• [Problem set]
- A) According to the passage on the 2021 heat dome, what mortality rate did blue mussels reach in south-facing zones?
- B) Please extract the part of the heat dome passage starting with "July–December 2021" and going on through "times, post-heat wave.".

• [Provided passage]

A heatmap of June 27, 2021 derived from a model called the Goddard Earth Observing System, showing the air temperatures about 2 metres from the ground. In the most read areas, temperatures were 15°C higher than recent historical averages for the same day.

Between June 25 and July 1, 2021, an intense high-pressure system settled over the Pacific Northwest, creating a “heat dome,” a stagnant air mass that trapped heat and pushed temperatures to record-breaking levels. British Columbia experienced unprecedented highs, including 49.6°C in Lytton, the hottest temperature ever recorded in Canadian History.[1]

This extreme heat coincided with afternoon low tides, exposing intertidal habitats to direct solar radiation during peak temperatures. Marine organisms in the rocky intertidal zone, already adapted to fluctuating but not extreme conditions, were suddenly subjected to lethal thermal stress.

The scale of mortality was staggering: UBC researchers estimate over one billion intertidal marine animals died along BC’s coast.[2] These mass die-offs represented a profound disruption to ecosystem structure, function, and resilience.

Timeline of events

June 25, 2021

Formation of the heat dome begins over British Columbia and the Pacific Northwest. Shallow marine habitats begin to experience elevated temperatures.

June 27-29, 2021

Temperatures peak; Lytton hits 49.6°C on June 29. This coincides with afternoon spring tides, causing extended low-tide exposure during the hottest part of the day.

June 30th, 2021

First reports of intertidal die-offs emerge from the BC coastline.

Early July 2021

Public and scientific documentation begins. Mass mortality events are confirmed by researchers.[2]

July 9, 2021

UBC’s Dr. Chris Harley and colleagues publicly share research detailing widespread intertidal losses.[3]

July–December 2021

Follow-up ecological assessments begin, focusing on recovery.

Daily anomalies across 6 days of the heat wave, compared to 40 years of historical data.

Impact on the Intertidal

Affected Species

During the 2021 heat dome, organisms in the intertidal zone were subjected to extreme heat and prolonged air exposure during midday low tides. This exposure caused widespread mortality, especially among species that are sessile or slow-moving and unable to escape the heat.

Some of the affected species: Mytilus trossulus (c), Magallana gigas (d), Clinocardium nuttallii (e), Dermasterias imbricata (f), Pugettia producta (g), Nucella lamellosa (h), Chthamalus dalli and Balanus glandula (i). Images taken in various locations and times, post-heat wave.

Severely affected species included:

  • Blue mussels (Mytilus trossulus) – Sessile filter-feeders highly sensitive to desiccation and heat. Mortality reached ~74% in south-facing zones, which received the most direct sun exposure.[3]
  • Acorn barnacles (Balanus glandula) – Died in large numbers due to prolonged aerial exposure and lack of thermal regulation.
  • Ochre sea stars (Pisaster ochraceus) – Suffered physiological stress, reducing their effectiveness as predators and impacting broader intertidal food web dynamics.
  • Other taxa – Limpets, clams, snails, oysters, and sea anemones also experienced mass die-offs due to the intensity and duration of the heat event.[4]

Algal species were also affected, particularly in exposed upper intertidal areas. Rockweed (Fucus spp.), a dominant brown alga, showed signs of scorching and canopy thinning, reducing the shade and moisture it typically provides for invertebrates.[4] In contrast, green algae like sea lettuce (Ulva spp.) increased in some disturbed zones, potentially taking advantage of reduced competition and altered nutrient conditions.

[Phrase grounding data]
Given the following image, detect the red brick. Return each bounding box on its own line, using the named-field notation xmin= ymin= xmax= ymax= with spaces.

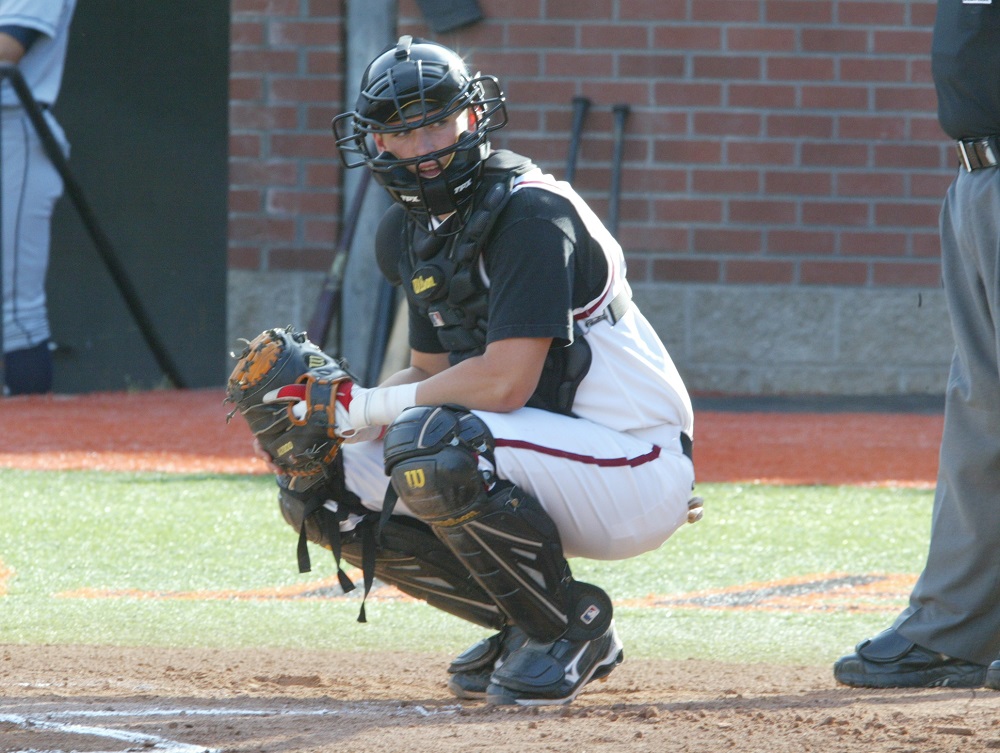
xmin=229 ymin=17 xmax=264 ymax=49
xmin=229 ymin=159 xmax=298 ymax=186
xmin=875 ymin=201 xmax=941 ymax=228
xmin=872 ymin=29 xmax=931 ymax=55
xmin=802 ymin=84 xmax=868 ymax=110
xmin=838 ymin=115 xmax=907 ymax=141
xmin=229 ymin=131 xmax=261 ymax=158
xmin=507 ymin=23 xmax=577 ymax=50
xmin=801 ymin=141 xmax=869 ymax=167
xmin=653 ymin=81 xmax=722 ymax=107
xmin=765 ymin=113 xmax=834 ymax=139
xmin=691 ymin=0 xmax=763 ymax=23
xmin=620 ymin=0 xmax=687 ymax=21
xmin=229 ymin=76 xmax=264 ymax=102
xmin=837 ymin=170 xmax=906 ymax=198
xmin=270 ymin=76 xmax=342 ymax=103
xmin=729 ymin=83 xmax=796 ymax=110
xmin=909 ymin=173 xmax=955 ymax=200
xmin=226 ymin=242 xmax=261 ymax=271
xmin=726 ymin=26 xmax=798 ymax=52
xmin=545 ymin=52 xmax=615 ymax=78
xmin=229 ymin=103 xmax=298 ymax=131
xmin=271 ymin=134 xmax=338 ymax=159
xmin=766 ymin=230 xmax=836 ymax=256
xmin=764 ymin=170 xmax=833 ymax=196
xmin=837 ymin=0 xmax=912 ymax=28
xmin=694 ymin=229 xmax=763 ymax=254
xmin=764 ymin=0 xmax=833 ymax=24
xmin=726 ymin=141 xmax=796 ymax=165
xmin=653 ymin=139 xmax=722 ymax=164
xmin=729 ymin=199 xmax=796 ymax=225
xmin=910 ymin=232 xmax=941 ymax=259
xmin=267 ymin=247 xmax=329 ymax=271
xmin=229 ymin=217 xmax=295 ymax=242
xmin=652 ymin=259 xmax=721 ymax=282
xmin=230 ymin=0 xmax=299 ymax=18
xmin=618 ymin=52 xmax=684 ymax=82
xmin=799 ymin=261 xmax=868 ymax=285
xmin=872 ymin=262 xmax=941 ymax=288
xmin=267 ymin=190 xmax=339 ymax=215
xmin=694 ymin=110 xmax=762 ymax=136
xmin=802 ymin=201 xmax=872 ymax=226
xmin=723 ymin=260 xmax=795 ymax=285
xmin=229 ymin=50 xmax=299 ymax=73
xmin=765 ymin=55 xmax=835 ymax=81
xmin=802 ymin=27 xmax=868 ymax=54
xmin=875 ymin=86 xmax=937 ymax=112
xmin=480 ymin=0 xmax=543 ymax=19
xmin=694 ymin=55 xmax=761 ymax=81
xmin=229 ymin=189 xmax=264 ymax=214
xmin=691 ymin=167 xmax=760 ymax=195
xmin=545 ymin=0 xmax=613 ymax=20
xmin=840 ymin=56 xmax=910 ymax=83
xmin=268 ymin=21 xmax=343 ymax=47
xmin=580 ymin=23 xmax=659 ymax=47
xmin=840 ymin=232 xmax=908 ymax=258
xmin=875 ymin=144 xmax=941 ymax=169
xmin=653 ymin=24 xmax=722 ymax=51
xmin=653 ymin=198 xmax=722 ymax=222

• [Responses]
- A) About 74%.

- B)
July–December 2021

Follow-up ecological assessments begin, focusing on recovery.

Daily anomalies across 6 days of the heat wave, compared to 40 years of historical data.

Impact on the Intertidal

Affected Species

During the 2021 heat dome, organisms in the intertidal zone were subjected to extreme heat and prolonged air exposure during midday low tides. This exposure caused widespread mortality, especially among species that are sessile or slow-moving and unable to escape the heat.

Some of the affected species: Mytilus trossulus (c), Magallana gigas (d), Clinocardium nuttallii (e), Dermasterias imbricata (f), Pugettia producta (g), Nucella lamellosa (h), Chthamalus dalli and Balanus glandula (i). Images taken in various locations and times, post-heat wave.